December 31, 2022 – Co-ownership law is in full swing and is currently undergoing a major reform. But what about tacit modifications to the declaration of co-ownership and the building's by-laws? For example, if a co-owner has been using unused space in the garage for more than ten years to store their personal belongings, is he or she allowed to use it indefinitely? Will the person who will eventually purchase their unit also be able to use this space to store their belongings?
In December 2019, section 1060 of the Civil Code of Quebec was amended by Bill 16. It is now clear that the "amendments to the by-laws of the immovable must be made expressly, in minutes or in a resolution in writing of the co-owners". Section 157 of Bill 16, which came into force on January 10, 2020, specifies that the amendments made to article 1060 C.C.Q. are declaratory. Consequently, the legislator confirms that it has always been his intention that amendments to the building's by-laws be made expressly and not tacitly.

Dataset excerpt:

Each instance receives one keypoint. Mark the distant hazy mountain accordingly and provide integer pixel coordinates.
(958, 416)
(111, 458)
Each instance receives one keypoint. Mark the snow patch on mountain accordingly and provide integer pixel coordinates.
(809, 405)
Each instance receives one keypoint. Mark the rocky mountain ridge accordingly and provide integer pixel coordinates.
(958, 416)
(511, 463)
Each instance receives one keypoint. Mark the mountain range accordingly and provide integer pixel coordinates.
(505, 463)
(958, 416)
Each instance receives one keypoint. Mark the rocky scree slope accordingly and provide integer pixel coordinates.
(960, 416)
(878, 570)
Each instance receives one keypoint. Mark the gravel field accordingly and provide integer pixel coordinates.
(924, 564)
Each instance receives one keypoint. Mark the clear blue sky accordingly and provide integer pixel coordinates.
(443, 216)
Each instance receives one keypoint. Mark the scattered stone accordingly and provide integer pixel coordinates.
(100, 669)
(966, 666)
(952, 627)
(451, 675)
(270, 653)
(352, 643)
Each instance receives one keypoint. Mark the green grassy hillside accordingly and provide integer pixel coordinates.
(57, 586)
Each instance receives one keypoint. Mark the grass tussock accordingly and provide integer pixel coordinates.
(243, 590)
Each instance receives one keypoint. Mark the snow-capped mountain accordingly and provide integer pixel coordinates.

_Goals_:
1/ In the co-ownership passage, on what date did section 157 of Bill 16 come into force?
2/ Retype the co-ownership passage between "In December 2019, section" and "and not tacitly.", inclusive.
The items come from a different source than the text.

_Answers for the exercise_:
1/ January 10, 2020

2/
In December 2019, section 1060 of the Civil Code of Quebec was amended by Bill 16. It is now clear that the "amendments to the by-laws of the immovable must be made expressly, in minutes or in a resolution in writing of the co-owners". Section 157 of Bill 16, which came into force on January 10, 2020, specifies that the amendments made to article 1060 C.C.Q. are declaratory. Consequently, the legislator confirms that it has always been his intention that amendments to the building's by-laws be made expressly and not tacitly.